Problem to work on :: Lines holding the string "cardigan" are the ones to copy from this listing.

Provided records ::
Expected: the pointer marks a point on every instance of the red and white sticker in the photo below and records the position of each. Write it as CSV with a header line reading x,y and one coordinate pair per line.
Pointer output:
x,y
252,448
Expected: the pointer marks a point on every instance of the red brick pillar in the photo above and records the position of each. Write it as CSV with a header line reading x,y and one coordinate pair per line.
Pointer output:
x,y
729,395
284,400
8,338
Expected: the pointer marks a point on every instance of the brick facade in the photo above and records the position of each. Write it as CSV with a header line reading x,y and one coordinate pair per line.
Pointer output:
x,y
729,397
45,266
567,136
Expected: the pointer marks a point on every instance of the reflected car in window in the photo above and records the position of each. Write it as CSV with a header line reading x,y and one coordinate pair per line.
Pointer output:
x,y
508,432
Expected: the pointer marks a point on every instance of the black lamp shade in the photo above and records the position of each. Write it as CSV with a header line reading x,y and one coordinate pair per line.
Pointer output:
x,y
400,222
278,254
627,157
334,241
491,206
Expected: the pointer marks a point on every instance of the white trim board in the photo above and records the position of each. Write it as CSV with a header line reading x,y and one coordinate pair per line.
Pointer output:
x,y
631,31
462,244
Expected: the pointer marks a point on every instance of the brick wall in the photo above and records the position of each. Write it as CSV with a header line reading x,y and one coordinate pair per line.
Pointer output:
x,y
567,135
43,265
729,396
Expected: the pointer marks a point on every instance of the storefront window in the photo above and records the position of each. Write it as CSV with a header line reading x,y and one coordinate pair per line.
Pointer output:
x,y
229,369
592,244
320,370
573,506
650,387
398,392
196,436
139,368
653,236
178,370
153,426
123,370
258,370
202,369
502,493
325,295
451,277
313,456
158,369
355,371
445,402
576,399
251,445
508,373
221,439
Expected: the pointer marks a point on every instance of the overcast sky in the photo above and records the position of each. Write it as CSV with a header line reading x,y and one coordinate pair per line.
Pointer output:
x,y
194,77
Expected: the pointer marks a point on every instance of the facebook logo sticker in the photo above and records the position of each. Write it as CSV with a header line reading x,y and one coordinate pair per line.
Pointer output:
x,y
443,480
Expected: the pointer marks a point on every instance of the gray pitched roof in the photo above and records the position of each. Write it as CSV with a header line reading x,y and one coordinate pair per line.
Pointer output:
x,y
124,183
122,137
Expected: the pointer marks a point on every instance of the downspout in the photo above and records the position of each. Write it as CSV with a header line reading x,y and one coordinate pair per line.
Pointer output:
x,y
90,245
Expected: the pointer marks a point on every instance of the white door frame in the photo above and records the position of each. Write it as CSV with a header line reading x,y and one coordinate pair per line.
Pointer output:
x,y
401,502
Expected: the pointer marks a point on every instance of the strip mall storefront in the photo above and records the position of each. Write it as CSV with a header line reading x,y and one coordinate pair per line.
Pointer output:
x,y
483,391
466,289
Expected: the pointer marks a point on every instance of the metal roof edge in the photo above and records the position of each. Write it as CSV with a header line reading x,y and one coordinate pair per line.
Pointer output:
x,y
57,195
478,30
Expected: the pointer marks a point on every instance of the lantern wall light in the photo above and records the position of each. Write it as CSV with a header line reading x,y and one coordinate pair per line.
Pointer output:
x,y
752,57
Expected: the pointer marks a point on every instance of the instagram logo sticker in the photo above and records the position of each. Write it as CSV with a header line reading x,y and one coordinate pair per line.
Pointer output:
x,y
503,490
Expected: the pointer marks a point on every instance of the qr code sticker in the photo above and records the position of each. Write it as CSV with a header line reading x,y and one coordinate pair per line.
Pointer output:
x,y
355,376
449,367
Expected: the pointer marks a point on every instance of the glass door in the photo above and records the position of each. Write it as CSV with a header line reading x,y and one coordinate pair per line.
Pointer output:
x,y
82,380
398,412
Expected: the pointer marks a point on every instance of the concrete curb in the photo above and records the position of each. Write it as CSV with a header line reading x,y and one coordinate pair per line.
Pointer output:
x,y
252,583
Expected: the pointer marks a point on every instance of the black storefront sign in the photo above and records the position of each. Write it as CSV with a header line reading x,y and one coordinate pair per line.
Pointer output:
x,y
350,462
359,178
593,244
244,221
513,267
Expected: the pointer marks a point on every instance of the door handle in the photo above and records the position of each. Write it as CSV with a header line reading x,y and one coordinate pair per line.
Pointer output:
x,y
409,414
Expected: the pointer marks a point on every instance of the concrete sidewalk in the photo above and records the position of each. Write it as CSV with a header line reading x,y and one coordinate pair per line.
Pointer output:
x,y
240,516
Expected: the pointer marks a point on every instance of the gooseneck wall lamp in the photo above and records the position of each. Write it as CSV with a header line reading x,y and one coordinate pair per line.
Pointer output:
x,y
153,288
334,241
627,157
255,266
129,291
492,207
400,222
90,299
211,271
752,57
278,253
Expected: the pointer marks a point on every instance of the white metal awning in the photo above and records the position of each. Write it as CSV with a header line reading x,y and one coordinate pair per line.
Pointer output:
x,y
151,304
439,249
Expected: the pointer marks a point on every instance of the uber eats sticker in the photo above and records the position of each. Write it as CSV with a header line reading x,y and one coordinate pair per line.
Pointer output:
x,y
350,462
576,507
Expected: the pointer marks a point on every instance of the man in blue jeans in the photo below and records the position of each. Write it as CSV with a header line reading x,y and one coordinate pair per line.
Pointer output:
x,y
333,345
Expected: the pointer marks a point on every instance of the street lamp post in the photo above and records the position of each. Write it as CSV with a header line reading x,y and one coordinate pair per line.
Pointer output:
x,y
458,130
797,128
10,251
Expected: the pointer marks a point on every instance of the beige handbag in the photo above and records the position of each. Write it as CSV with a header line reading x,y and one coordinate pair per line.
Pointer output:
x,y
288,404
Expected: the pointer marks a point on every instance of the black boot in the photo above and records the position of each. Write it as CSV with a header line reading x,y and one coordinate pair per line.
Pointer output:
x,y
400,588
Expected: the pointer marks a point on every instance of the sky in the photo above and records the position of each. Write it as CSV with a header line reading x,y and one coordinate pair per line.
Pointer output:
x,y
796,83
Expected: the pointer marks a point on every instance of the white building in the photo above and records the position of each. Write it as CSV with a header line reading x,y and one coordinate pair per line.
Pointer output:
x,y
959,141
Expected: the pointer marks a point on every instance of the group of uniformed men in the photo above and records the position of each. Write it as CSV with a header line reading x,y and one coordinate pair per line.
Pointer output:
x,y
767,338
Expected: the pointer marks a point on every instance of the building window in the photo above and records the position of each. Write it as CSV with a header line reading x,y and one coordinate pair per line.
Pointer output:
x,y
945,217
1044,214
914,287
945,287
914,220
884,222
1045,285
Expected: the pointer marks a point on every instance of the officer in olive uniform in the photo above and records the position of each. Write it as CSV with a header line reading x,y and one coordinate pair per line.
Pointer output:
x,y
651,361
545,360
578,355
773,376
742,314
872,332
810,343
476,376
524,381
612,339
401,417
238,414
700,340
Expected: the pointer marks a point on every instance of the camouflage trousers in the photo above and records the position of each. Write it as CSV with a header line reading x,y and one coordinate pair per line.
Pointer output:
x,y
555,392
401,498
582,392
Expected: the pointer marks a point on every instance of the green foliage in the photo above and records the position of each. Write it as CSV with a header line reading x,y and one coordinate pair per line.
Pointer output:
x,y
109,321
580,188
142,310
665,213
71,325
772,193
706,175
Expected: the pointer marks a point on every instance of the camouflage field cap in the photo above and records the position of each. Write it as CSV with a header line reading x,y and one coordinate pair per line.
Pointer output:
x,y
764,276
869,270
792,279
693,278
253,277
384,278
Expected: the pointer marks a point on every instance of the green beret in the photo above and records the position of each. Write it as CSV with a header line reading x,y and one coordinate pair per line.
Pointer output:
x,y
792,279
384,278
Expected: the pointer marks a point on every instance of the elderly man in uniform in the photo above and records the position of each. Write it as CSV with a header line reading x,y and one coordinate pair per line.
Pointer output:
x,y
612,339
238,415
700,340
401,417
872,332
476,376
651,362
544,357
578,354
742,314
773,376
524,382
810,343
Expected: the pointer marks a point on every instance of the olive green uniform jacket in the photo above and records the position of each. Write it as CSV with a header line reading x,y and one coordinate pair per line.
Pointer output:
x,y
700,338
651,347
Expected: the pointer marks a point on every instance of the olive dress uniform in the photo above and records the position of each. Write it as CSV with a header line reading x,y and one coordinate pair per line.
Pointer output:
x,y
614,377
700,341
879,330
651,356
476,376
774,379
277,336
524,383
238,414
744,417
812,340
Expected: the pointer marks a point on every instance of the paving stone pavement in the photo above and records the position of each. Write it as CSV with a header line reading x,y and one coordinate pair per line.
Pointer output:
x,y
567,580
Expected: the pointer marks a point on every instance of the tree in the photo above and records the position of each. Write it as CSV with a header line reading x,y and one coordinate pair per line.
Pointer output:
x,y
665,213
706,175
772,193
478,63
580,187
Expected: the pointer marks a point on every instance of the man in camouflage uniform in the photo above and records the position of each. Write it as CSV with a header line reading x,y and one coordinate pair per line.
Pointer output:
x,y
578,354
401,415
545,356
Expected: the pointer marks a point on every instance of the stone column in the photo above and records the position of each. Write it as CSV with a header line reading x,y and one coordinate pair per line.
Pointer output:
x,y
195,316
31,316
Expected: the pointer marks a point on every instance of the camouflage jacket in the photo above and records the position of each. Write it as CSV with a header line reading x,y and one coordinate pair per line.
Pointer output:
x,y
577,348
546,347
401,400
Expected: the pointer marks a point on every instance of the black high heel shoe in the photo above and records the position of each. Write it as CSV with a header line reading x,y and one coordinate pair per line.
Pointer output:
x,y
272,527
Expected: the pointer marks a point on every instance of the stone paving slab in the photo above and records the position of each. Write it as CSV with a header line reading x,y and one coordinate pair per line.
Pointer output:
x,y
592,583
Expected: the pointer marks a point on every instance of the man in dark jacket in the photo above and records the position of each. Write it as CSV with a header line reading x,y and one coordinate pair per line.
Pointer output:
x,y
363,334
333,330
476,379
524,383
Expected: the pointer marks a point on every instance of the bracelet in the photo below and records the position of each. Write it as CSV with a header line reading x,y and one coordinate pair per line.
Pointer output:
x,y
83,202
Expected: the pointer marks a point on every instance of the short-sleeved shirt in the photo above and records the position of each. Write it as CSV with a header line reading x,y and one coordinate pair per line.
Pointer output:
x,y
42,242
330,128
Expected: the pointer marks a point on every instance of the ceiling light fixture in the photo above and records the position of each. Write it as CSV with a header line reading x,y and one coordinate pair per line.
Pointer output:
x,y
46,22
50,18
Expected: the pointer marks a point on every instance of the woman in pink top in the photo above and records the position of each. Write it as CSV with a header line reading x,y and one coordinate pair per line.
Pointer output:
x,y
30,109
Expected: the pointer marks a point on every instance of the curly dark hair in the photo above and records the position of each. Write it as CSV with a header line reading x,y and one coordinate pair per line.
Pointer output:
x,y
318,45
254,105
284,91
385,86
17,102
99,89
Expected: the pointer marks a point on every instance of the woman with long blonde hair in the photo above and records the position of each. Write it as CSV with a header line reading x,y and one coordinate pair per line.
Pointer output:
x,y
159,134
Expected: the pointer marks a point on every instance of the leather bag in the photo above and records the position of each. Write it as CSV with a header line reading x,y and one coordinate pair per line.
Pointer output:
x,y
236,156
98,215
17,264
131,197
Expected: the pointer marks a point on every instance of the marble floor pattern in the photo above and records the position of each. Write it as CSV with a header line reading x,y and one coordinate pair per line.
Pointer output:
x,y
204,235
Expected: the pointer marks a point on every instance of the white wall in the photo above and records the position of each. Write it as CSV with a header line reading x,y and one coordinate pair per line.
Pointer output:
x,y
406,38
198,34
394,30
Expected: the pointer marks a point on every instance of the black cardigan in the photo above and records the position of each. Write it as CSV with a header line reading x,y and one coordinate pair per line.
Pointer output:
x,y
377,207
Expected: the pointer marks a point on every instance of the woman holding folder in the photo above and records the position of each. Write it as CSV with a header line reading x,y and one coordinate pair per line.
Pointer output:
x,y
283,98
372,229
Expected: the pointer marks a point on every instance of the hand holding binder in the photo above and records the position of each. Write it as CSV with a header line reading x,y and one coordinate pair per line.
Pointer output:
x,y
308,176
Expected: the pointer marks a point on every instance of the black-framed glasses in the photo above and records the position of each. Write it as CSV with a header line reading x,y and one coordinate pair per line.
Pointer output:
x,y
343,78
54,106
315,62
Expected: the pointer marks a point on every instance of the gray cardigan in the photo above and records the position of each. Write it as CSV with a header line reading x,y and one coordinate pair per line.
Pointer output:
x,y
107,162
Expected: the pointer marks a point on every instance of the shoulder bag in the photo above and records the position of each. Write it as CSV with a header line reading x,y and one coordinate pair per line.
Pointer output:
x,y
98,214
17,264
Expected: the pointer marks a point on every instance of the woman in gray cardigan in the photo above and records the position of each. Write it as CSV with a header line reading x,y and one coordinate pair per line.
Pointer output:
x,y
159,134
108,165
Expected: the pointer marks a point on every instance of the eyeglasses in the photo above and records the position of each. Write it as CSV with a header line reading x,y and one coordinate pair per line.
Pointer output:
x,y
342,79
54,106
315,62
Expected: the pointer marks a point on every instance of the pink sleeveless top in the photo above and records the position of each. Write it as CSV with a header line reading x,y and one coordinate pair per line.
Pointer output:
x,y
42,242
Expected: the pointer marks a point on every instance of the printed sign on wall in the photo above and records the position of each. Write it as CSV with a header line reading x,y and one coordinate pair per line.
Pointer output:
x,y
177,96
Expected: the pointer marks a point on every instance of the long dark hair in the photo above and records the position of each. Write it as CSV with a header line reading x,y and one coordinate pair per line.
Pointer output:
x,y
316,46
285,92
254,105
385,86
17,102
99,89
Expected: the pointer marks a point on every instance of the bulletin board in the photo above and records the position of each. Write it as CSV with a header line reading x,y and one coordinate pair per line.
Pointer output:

Your solution ::
Expected: the pointer marks a point on every instance of the black cardigan in the photo above and records the position of each. Write it as CSV with a header line reading x,y and one coordinate pair per line.
Expected: the pointer marks a point on every instance of the gray cardigan in the photo above and records the position of each. Write it as CSV with a header line reading x,y and one coordinate pair per line.
Expected: the pointer marks a point on every instance of the woman in gray cardigan in the photo above and records the position of each. Write it as CSV with a header line reading x,y and one coordinate pair per line.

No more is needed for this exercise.